● Extract to read:
---

2. **Materialize merged weights** → execute the following cell to merge the LoRA adapter into the base model and save a ready-to-quantize checkpoint under `outputs/lora_science_3b_instruction_only/merged_full_model`.
3. **Quantize for Ollama** → use the provided CLI snippet to convert the merged weights to GGUF via `llama.cpp`'s `convert-hf-to-gguf.py`, then register the artifact with Ollama.
4. **Re-benchmark** → rerun `scripts/evaluate_models.py` with the new Ollama tag to compare against the `qwen2_5-3b-instruct-q4_K_M` RAG control.

In [None]:
import json
from datetime import datetime

import peft
import transformers
import trl
from packaging.version import Version

metadata_target = output_root / "adapters" / EXPERIMENT_NAME / "EXPERIMENT_METADATA.json"
metadata_target.parent.mkdir(parents=True, exist_ok=True)
train_result_obj = locals().get("train_result")

---

● Records:
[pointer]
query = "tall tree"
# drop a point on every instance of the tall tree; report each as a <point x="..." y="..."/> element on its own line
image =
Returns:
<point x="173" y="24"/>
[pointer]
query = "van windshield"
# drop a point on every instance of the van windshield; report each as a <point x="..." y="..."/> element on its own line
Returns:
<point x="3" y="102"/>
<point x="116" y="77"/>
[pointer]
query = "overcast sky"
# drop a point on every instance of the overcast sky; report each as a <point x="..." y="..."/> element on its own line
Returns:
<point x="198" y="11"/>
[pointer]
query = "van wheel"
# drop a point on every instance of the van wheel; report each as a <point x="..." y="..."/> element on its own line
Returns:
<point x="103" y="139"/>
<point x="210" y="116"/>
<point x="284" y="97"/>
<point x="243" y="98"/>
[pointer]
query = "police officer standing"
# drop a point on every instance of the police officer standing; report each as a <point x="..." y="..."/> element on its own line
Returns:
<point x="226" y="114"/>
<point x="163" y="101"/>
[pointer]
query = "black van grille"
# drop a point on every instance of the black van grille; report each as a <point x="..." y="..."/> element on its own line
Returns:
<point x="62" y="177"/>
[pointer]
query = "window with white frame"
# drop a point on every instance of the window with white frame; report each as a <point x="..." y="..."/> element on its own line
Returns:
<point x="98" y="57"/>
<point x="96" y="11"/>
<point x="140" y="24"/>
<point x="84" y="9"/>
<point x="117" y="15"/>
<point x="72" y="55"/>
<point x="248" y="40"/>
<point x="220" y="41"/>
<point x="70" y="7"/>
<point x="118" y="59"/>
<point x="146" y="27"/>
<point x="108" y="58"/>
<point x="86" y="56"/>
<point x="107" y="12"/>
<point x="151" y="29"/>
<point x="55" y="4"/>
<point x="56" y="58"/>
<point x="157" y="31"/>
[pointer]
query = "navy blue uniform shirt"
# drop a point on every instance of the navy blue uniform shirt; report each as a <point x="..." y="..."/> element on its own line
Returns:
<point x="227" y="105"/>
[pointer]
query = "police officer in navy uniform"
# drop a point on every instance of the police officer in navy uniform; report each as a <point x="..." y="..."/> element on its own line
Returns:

---

● Directions:
(1) In the notebook excerpt, which script is rerun with the new Ollama tag to re-benchmark?
(2) Please reproduce all of the records above line for line, leaving out the notebook excerpt.

● Task-by-task solutions:
(1) `scripts/evaluate_models.py`

(2)
[pointer]
query = "tall tree"
# drop a point on every instance of the tall tree; report each as a <point x="..." y="..."/> element on its own line
image =
Returns:
<point x="173" y="24"/>
[pointer]
query = "van windshield"
# drop a point on every instance of the van windshield; report each as a <point x="..." y="..."/> element on its own line
Returns:
<point x="3" y="102"/>
<point x="116" y="77"/>
[pointer]
query = "overcast sky"
# drop a point on every instance of the overcast sky; report each as a <point x="..." y="..."/> element on its own line
Returns:
<point x="198" y="11"/>
[pointer]
query = "van wheel"
# drop a point on every instance of the van wheel; report each as a <point x="..." y="..."/> element on its own line
Returns:
<point x="103" y="139"/>
<point x="210" y="116"/>
<point x="284" y="97"/>
<point x="243" y="98"/>
[pointer]
query = "police officer standing"
# drop a point on every instance of the police officer standing; report each as a <point x="..." y="..."/> element on its own line
Returns:
<point x="226" y="114"/>
<point x="163" y="101"/>
[pointer]
query = "black van grille"
# drop a point on every instance of the black van grille; report each as a <point x="..." y="..."/> element on its own line
Returns:
<point x="62" y="177"/>
[pointer]
query = "window with white frame"
# drop a point on every instance of the window with white frame; report each as a <point x="..." y="..."/> element on its own line
Returns:
<point x="98" y="57"/>
<point x="96" y="11"/>
<point x="140" y="24"/>
<point x="84" y="9"/>
<point x="117" y="15"/>
<point x="72" y="55"/>
<point x="248" y="40"/>
<point x="220" y="41"/>
<point x="70" y="7"/>
<point x="118" y="59"/>
<point x="146" y="27"/>
<point x="108" y="58"/>
<point x="86" y="56"/>
<point x="107" y="12"/>
<point x="151" y="29"/>
<point x="55" y="4"/>
<point x="56" y="58"/>
<point x="157" y="31"/>
[pointer]
query = "navy blue uniform shirt"
# drop a point on every instance of the navy blue uniform shirt; report each as a <point x="..." y="..."/> element on its own line
Returns:
<point x="227" y="105"/>
[pointer]
query = "police officer in navy uniform"
# drop a point on every instance of the police officer in navy uniform; report each as a <point x="..." y="..."/> element on its own line
Returns:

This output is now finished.